→ Problem description:
Take the line with "locate baby's other" and all lines after it, through the end of the records below, and repeat them exactly.

------------------------------------------------------------

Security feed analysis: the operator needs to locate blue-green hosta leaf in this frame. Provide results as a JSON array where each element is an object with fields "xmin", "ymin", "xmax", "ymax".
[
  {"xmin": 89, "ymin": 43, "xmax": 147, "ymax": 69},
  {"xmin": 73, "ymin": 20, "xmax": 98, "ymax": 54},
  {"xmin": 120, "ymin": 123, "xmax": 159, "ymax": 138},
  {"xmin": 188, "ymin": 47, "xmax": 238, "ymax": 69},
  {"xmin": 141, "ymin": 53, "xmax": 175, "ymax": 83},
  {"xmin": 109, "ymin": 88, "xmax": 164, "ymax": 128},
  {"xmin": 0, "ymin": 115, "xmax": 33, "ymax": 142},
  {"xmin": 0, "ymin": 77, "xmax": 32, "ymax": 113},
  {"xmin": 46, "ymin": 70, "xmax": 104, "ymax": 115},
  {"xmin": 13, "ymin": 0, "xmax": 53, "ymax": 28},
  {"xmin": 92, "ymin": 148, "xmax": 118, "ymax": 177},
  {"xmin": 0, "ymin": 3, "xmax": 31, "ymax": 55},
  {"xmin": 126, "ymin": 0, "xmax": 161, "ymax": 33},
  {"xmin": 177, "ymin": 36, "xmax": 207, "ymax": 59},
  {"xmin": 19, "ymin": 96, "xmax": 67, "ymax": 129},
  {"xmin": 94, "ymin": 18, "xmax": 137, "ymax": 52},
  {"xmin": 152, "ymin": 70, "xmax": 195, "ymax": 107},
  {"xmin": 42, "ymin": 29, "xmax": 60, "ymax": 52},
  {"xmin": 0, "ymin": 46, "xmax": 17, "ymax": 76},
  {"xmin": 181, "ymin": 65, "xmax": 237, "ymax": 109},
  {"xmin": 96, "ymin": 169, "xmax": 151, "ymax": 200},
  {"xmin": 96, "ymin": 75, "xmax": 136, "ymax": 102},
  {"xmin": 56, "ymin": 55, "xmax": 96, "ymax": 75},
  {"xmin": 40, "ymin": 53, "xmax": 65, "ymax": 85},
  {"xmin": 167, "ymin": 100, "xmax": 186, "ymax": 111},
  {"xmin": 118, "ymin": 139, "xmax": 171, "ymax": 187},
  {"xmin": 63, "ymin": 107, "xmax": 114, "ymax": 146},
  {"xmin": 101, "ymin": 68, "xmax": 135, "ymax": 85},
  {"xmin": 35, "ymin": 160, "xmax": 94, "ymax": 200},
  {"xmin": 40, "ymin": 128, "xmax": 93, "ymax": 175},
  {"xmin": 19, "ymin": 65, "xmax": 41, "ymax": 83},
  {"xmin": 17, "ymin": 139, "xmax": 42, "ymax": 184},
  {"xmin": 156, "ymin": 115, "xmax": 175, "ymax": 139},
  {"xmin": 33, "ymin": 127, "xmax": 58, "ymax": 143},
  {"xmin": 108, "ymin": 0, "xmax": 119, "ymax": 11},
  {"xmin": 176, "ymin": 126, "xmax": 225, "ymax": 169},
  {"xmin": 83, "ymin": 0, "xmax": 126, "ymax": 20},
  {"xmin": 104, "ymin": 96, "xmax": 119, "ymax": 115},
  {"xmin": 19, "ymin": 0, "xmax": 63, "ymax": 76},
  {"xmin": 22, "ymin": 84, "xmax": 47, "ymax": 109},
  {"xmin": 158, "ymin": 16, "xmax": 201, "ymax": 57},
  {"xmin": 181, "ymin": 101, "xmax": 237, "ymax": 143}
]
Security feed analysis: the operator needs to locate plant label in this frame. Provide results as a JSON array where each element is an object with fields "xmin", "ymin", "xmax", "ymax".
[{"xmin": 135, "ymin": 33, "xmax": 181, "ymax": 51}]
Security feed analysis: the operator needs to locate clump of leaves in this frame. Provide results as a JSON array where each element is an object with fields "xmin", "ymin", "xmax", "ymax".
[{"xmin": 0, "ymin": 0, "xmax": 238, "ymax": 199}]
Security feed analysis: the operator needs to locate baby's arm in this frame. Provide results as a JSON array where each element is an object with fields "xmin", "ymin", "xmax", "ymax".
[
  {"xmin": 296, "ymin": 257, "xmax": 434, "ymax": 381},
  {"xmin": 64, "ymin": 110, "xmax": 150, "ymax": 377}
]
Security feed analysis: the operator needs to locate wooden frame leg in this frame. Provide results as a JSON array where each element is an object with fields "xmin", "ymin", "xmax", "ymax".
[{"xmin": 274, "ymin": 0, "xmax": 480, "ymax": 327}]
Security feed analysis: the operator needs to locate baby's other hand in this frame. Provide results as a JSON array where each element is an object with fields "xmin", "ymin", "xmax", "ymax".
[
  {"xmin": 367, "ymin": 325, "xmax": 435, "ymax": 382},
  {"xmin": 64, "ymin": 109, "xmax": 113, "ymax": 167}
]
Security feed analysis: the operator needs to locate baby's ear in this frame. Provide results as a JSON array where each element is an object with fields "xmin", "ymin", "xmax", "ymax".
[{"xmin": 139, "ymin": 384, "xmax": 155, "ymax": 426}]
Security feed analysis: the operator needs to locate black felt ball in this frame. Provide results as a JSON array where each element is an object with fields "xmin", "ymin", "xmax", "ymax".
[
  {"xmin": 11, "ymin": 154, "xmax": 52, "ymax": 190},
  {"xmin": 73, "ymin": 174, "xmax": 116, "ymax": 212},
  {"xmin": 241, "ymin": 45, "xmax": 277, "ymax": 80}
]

------------------------------------------------------------

→ Response to this exercise:
Security feed analysis: the operator needs to locate baby's other hand in this frame. Provide results as a JSON array where each element is an object with fields "xmin", "ymin", "xmax", "ymax".
[
  {"xmin": 367, "ymin": 325, "xmax": 435, "ymax": 382},
  {"xmin": 64, "ymin": 109, "xmax": 113, "ymax": 167}
]
Security feed analysis: the operator needs to locate baby's ear in this frame. Provide results as a JSON array where each element is an object with fields "xmin", "ymin", "xmax", "ymax".
[{"xmin": 139, "ymin": 384, "xmax": 155, "ymax": 426}]
Security feed analysis: the operator needs to locate black felt ball in this frame. Provide results as a JSON array where each element is an object with fields "xmin", "ymin", "xmax", "ymax".
[
  {"xmin": 11, "ymin": 154, "xmax": 52, "ymax": 190},
  {"xmin": 73, "ymin": 174, "xmax": 116, "ymax": 212},
  {"xmin": 241, "ymin": 45, "xmax": 277, "ymax": 80}
]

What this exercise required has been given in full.